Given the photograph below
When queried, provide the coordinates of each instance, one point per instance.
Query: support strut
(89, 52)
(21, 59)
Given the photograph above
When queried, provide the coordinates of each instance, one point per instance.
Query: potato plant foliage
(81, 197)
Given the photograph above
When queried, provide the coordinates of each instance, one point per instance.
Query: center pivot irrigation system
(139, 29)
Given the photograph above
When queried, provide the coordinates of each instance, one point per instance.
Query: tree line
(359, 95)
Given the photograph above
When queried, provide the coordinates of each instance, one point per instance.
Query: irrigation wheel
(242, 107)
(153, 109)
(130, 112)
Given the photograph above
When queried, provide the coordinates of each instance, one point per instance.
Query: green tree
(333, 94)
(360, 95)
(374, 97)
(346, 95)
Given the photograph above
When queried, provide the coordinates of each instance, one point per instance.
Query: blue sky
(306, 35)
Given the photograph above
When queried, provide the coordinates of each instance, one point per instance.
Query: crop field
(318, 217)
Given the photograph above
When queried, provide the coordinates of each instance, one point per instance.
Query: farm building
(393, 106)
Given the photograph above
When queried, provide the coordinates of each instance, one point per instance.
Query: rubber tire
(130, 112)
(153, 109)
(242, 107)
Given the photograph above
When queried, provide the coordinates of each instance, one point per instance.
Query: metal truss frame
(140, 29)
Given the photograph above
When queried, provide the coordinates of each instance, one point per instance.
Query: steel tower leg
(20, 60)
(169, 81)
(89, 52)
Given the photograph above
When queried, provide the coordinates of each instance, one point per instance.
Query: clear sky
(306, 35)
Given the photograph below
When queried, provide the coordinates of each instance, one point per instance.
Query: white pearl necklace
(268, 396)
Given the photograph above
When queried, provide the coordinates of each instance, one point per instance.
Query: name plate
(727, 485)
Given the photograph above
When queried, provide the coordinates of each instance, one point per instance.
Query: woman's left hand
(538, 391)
○ ○ ○ ○ ○
• [WORK REQUEST]: So that nothing is lost, please reproduce each entry exactly as written.

• [RESPONSE TO THIS TASK]:
Given the photograph below
When queried, provide the coordinates of each instance, one point per instance.
Query: support strut
(89, 52)
(21, 59)
Given the photograph above
When queried, provide the coordinates of each instance, one point per instance.
Query: potato plant foliage
(81, 197)
Given the photograph above
When queried, provide the coordinates of each instance, one point per instance.
Query: center pivot irrigation system
(139, 29)
Given the photograph above
When queried, provide the coordinates of each instance, one point per instance.
Query: tree line
(359, 95)
Given the photograph above
When queried, provide the coordinates of each instance, one point per instance.
Query: irrigation wheel
(242, 107)
(153, 109)
(130, 112)
Given the photograph above
When queried, provide the coordinates of each instance, one point per instance.
Query: green tree
(333, 94)
(360, 95)
(374, 97)
(346, 95)
Given the photograph above
When queried, provide the coordinates of each instance, one point per instance.
Query: blue sky
(306, 35)
Given the photograph above
When queried, provide the coordinates of each instance, one point per instance.
Query: crop field
(318, 217)
Given the photograph above
When queried, provide the coordinates of each instance, one point per instance.
Query: farm building
(393, 106)
Given the photograph above
When queried, provide the coordinates of each instance, one point per instance.
Query: rubber tire
(130, 112)
(153, 109)
(242, 107)
Given the photograph above
When queried, provide the coordinates of each instance, one point per instance.
Query: metal truss frame
(140, 29)
Given the photograph above
When queried, provide the coordinates of each instance, one point per instance.
Query: steel tower leg
(20, 60)
(169, 81)
(89, 52)
Given the photograph above
When queried, provide the coordinates of each instance, one point per instance.
Query: clear sky
(306, 35)
Given the photograph below
When queried, provide the coordinates of each instance, one point per instance.
Query: white pearl necklace
(268, 396)
Given the photograph above
When queried, provide the coordinates of each instance, one point per instance.
Query: name plate
(727, 485)
Given the photograph above
When queried, provide the coordinates of each instance, one point per instance.
Query: woman's left hand
(538, 391)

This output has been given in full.